* Start *
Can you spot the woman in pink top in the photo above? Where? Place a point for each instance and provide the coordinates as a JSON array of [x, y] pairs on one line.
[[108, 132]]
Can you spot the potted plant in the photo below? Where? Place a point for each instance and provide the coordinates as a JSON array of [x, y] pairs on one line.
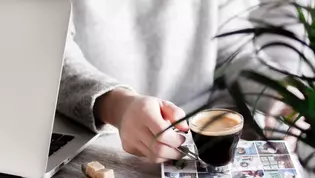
[[303, 103]]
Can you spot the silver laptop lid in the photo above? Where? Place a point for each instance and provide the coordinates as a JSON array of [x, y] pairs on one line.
[[32, 41]]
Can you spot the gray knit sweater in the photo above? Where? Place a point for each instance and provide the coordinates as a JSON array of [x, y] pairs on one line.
[[159, 48]]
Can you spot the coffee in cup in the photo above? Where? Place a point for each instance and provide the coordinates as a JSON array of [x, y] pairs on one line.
[[216, 133]]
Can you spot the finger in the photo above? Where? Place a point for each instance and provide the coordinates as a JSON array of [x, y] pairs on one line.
[[173, 113], [156, 124], [168, 137], [302, 124], [159, 149]]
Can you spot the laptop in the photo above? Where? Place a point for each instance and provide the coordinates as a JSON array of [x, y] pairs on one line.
[[35, 141]]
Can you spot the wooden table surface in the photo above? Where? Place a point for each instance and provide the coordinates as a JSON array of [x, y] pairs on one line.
[[108, 151]]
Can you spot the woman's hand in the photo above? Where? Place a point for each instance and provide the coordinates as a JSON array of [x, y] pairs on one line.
[[139, 118]]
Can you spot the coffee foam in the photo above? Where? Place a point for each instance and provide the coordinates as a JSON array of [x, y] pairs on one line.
[[233, 123]]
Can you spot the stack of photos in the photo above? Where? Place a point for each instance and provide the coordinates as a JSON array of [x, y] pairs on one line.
[[253, 159]]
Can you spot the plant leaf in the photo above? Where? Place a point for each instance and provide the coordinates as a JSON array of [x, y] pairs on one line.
[[288, 97]]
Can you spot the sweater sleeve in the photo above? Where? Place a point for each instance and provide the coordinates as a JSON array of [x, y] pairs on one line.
[[81, 84]]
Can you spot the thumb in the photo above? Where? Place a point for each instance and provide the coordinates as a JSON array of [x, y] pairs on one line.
[[173, 113]]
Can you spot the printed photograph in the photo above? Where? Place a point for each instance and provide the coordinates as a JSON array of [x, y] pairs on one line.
[[209, 170], [179, 175], [191, 148], [212, 175], [283, 173], [276, 162], [180, 166], [249, 174], [273, 148], [247, 163], [245, 149]]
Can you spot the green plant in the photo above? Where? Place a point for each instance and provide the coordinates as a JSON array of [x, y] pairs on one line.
[[302, 107]]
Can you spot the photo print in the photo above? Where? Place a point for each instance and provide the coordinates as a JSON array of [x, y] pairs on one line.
[[283, 173], [246, 163], [249, 174], [276, 162], [245, 149], [273, 148]]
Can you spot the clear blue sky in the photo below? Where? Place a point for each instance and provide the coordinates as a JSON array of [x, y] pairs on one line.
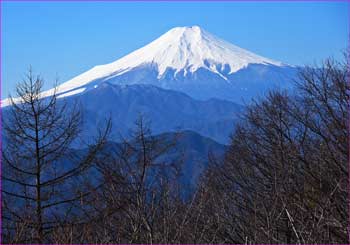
[[64, 39]]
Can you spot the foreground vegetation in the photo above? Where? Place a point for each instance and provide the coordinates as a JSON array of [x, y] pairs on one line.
[[284, 177]]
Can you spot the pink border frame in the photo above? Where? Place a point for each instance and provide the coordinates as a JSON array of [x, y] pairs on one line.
[[172, 1]]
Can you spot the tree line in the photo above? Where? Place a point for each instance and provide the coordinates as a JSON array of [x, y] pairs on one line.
[[283, 179]]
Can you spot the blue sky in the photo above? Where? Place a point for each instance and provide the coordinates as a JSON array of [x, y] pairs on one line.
[[64, 39]]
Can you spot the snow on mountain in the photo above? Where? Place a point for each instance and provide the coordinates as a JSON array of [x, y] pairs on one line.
[[182, 52], [181, 48]]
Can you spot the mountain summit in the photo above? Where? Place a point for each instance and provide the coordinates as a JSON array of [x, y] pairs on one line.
[[189, 60], [183, 49]]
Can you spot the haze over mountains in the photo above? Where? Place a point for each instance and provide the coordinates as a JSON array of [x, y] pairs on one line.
[[187, 79]]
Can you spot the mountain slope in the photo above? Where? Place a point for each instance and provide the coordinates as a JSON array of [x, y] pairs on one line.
[[190, 60], [167, 110]]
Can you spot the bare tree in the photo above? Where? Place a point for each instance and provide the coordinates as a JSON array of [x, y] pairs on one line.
[[40, 170], [284, 178]]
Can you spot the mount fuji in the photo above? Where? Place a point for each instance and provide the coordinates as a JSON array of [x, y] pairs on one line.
[[189, 60], [187, 79]]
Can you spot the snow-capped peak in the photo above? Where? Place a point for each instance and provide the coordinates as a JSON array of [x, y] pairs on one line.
[[182, 49]]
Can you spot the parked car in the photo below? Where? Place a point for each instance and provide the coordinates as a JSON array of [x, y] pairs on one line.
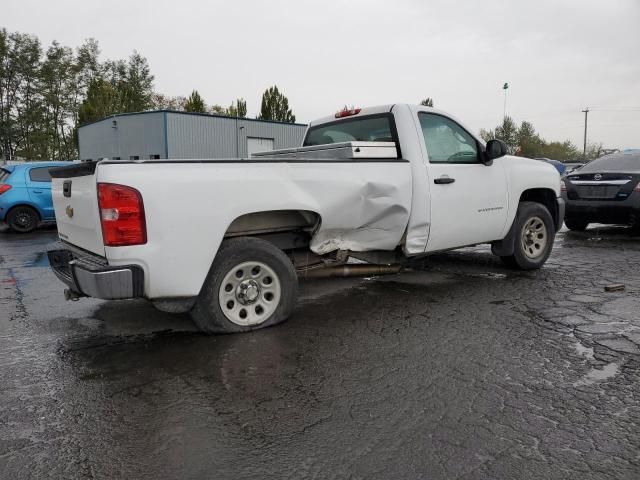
[[573, 166], [385, 182], [606, 190], [556, 163], [25, 195]]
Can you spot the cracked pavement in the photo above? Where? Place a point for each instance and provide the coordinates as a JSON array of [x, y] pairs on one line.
[[458, 369]]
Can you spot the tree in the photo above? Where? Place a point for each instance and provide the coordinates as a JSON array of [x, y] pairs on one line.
[[506, 131], [218, 110], [529, 142], [165, 102], [195, 103], [238, 109], [525, 141], [102, 100], [275, 106], [44, 97], [19, 103]]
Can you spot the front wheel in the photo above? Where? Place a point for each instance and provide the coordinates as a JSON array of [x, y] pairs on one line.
[[252, 284], [22, 219], [534, 234]]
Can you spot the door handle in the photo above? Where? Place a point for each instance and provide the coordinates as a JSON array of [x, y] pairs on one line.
[[444, 180]]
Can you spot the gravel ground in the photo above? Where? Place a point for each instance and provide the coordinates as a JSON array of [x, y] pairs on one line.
[[459, 368]]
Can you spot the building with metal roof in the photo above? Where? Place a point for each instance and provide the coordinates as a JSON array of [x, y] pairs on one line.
[[166, 134]]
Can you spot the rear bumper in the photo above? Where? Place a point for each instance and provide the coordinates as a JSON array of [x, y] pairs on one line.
[[87, 276]]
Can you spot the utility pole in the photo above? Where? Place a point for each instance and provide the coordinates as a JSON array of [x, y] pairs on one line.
[[584, 149], [505, 87]]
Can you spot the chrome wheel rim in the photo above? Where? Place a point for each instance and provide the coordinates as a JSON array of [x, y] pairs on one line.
[[249, 293], [534, 237]]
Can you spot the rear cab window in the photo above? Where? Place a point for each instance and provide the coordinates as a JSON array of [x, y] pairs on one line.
[[369, 128], [446, 141], [4, 175], [40, 174]]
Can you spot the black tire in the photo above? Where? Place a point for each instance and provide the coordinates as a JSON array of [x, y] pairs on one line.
[[22, 219], [530, 252], [576, 224], [208, 313]]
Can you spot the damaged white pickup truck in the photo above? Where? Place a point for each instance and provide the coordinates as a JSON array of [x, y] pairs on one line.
[[227, 239]]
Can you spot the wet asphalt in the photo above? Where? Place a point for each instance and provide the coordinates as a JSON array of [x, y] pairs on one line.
[[458, 369]]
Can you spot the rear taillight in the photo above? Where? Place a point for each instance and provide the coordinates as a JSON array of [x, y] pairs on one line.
[[121, 215]]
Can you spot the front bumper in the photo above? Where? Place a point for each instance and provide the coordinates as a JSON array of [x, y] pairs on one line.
[[89, 276], [605, 211], [561, 211]]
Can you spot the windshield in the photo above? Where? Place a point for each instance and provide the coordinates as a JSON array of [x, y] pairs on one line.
[[378, 128], [623, 162]]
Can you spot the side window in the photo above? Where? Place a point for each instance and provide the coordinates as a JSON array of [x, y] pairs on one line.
[[446, 141], [40, 174]]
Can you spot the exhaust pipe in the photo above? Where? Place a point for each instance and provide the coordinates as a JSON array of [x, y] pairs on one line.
[[350, 271], [72, 295]]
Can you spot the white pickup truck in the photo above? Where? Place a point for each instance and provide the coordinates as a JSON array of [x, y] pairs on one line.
[[227, 239]]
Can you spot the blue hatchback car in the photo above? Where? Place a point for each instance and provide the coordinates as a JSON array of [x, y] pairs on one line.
[[25, 195]]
* End *
WORK TO BE COMPLETED: Convert the records from their first line through the line containing "[[139, 118]]", both ends included, into a JSON list of strings with one string per line. Omit blank lines and leave the pictures out.

WRITTEN ANSWER:
[
  "Can you spot the woman in pink top in the photo above? Where? Place a point for each instance and provide the coordinates as a JSON array of [x, y] pairs on one line.",
  "[[108, 132]]",
  "Can you spot the potted plant in the photo below? Where? Place a point for each instance and provide the coordinates as a JSON array of [x, y] pairs on one line.",
  "[[303, 103]]",
  "Can you spot the silver laptop lid in the photo above? Where? Place a point for each instance and provide the coordinates as a JSON array of [x, y] pairs on one line.",
  "[[32, 41]]",
  "Can you spot the gray knit sweater in the photo above? Where? Place a point for each instance and provide the coordinates as a JSON array of [x, y] pairs on one line.",
  "[[159, 48]]",
  "Can you spot the coffee in cup in the photo above? Where? Place a point for each instance and provide the coordinates as a JSON array of [x, y] pairs on one line.",
  "[[216, 133]]",
  "Can you spot the finger in the photo above? Where? Place a point for each instance and provide the coordinates as a JSON array of [x, y] pairs on one line.",
  "[[173, 113], [156, 124], [168, 137], [302, 124], [159, 149]]",
  "Can you spot the laptop in the photo above? Where? Place a point for each instance and provide the coordinates as a JSON array of [x, y] pairs on one line.",
  "[[35, 141]]",
  "Can you spot the wooden table surface in the photo above? Where? Place a point for each instance and provide the coordinates as a JSON array of [x, y] pairs on one line.",
  "[[108, 151]]",
  "Can you spot the woman's hand in the photo above? Where? Place a point for each instance and provide the coordinates as a JSON array of [x, y] pairs on one line.",
  "[[139, 118]]"
]